▶ [PARTS OF THE EXERCISE]
1. In the account of the broken ankle, why did the writer need to have the Medical Absence Form completed by the surgeon?
2. Extend the account of the broken ankle, beginning after its final sentence.

[Opening EXERCISE TEXT section]

I’ll shut up about my ankle soon, I promise.

In the meantime, if you want to read about how I broke it, go here.

If you want to read about the first couple of weeks with a busted ankle, check this out.

If you want to know the rest of the (sadly, increasingly dull) story, you’ve come to the right place.

Spent the first couple of weeks of my pseudo-convalescence trying to get a Medical Absence Form filled out. Work needed to know the surgeon’s official opinion on whether I could continue to work, and if so, how. I was kind of interested to know myself.

Discussing it over the phone with someone at the surgeon’s office, I suggested emailing the Medical Absence Form to the office so that the surgeon could fill it out.

“We don’t have email,” I was told.

“You don’t have email?” I was incredulous. “How is that possible in 2017?”

“You’d have to ask the IT department.”

“What do you have an IT department for without email?” I asked, though of course just because they didn’t have email didn’t mean they didn’t have computers and other IT paraphernalia.

The woman I was talking to turned sullen. I realized I’d been rude, which, apart from being uncalled for, probably wouldn’t help my cause.

“How do I get you the form?” I asked.

“Drop it off,” she suggested.

“I have a broken ankle,” I reminded her. “I’m not exactly mobile.”

“Fax it,” the woman suggested.

That sounded like ancient technology to me. Briefly, I wondered if the attitude toward technology displayed by the surgeon’s office in any way reflected his approach toward medicine. Had he employed ancient Roman bone levers and tile cauteries during my surgery? Would I find leeches beneath the cast? An uncharitable thought. All indications so far were that he’d done a bang-up job, leeches or otherwise.

“Okay,” I told the woman, hoping I’d be able to find a free fax service online (I did).

It took another week, but all parties involved finally got the Medical Absence Form sorted out, permitting me to work from home until I was back on my feet.

For my first follow-up appointment, my wife and I arrived at the Fracture Clinic at Oshawa Hospital twenty minutes early. To my surprise, they took me in for an X-ray right away, and no sooner had I finished that then they led me to an examination room. Within minutes a technician showed up and called my up X-Rays. Seconds later another technician cut off my cast. The place was a model of efficiency. During a brief lull, I snapped a couple of pictures of my X-Rays with my phone (later, I would call someone on my camera).

[Closing EXERCISE TEXT section]
[Opening DATASET EXTRACT section]

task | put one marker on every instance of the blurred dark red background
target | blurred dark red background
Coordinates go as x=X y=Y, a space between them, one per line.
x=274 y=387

[Closing DATASET EXTRACT section]

▶ [ANSWERS PROVIDED]
1. The writer's workplace needed the surgeon's official opinion on whether the writer could continue to work and, if so, in what way.

2.
With the cast off, I admired my injured foot. It was one damned ugly appendage. It was swollen, blistered, and stitched, not to mention battered and bruised. Four ugly red blisters graced the right side. Rows of stitches over the ankle on either side of the foot made it look like the work of Frankenstein (I mean the mad scientist, not his monster, for those of you to whom such distinctions are important.) A massive red bruise ran along the right side from the ankle almost to the toes. Another one covered the heel on the left side. Later, at home, both my daughters refused to look at it after an initial glimpse. (Naturally, I wanted to show it to everyone. Only herculean self-control has enabled me to refrain from posting pictures here. I could still be talked into it.)

A slim man with curly black hair showed up and began riffling through a folder presumably containing information about me.

“So, what happened to you?” he asked me.

“Slipped on ice,” I told him.

“Who’s your doctor?”

“Dr. Ibrahim.”

“Oh, that guy,” he said.

“Aren’t you him?” I asked, confused.

“Yes,” he admitted, with a chuckle.

A joker, I thought. Good. I had a list of questions I wanted answered, and I’d been afraid he’d be aloof and impatient.

Some of my questions had already been answered, such as when would the cast come off (it just had), and what hardware did he place in my foot (the X-ray clearly indicated 9 screws and 1 plate).

We talked about when he thought I’d be able to return physically to work (about 6 weeks, after I could put weight on the foot) and when I should start physio (same time).

A young woman in scrubs arrived to remove the stitches. At first I assumed that she was a nurse, but she soon set me straight.

“I’m a technician,” she told me, as she plucked the first of twenty-seven staples from my leg. “Actually, I’m not even a technician yet. I’m a student. This is a work placement.”

Her name was Francesca, and she went to school in London, Ontario for this sort of thing.

“Does that hurt?” she asked, as she dug a particularly stubborn staple out of my leg.

“No,” I lied, which only emboldened her to dig deeper for the next one.

Once all the staples were out, a second technician came over with a big black boot called an air cast, all rigid plastic and velcro. She also had two white sock type affairs, a loose one with a hole in the toes, and thicker, snugger one more like an actual sock. “Use the loose one at first,” she said, “until the swelling goes down.”

She also produced a small rubber bulb with a spout on either end. Pressing the bulb produced air out of one spout and sucked air in through the other. There were nodules on either side of the air cast where you could insert the spouts. “Use this to make the boot comfortable,” she said. “Pump air to make it tighter, remove air to make it looser.”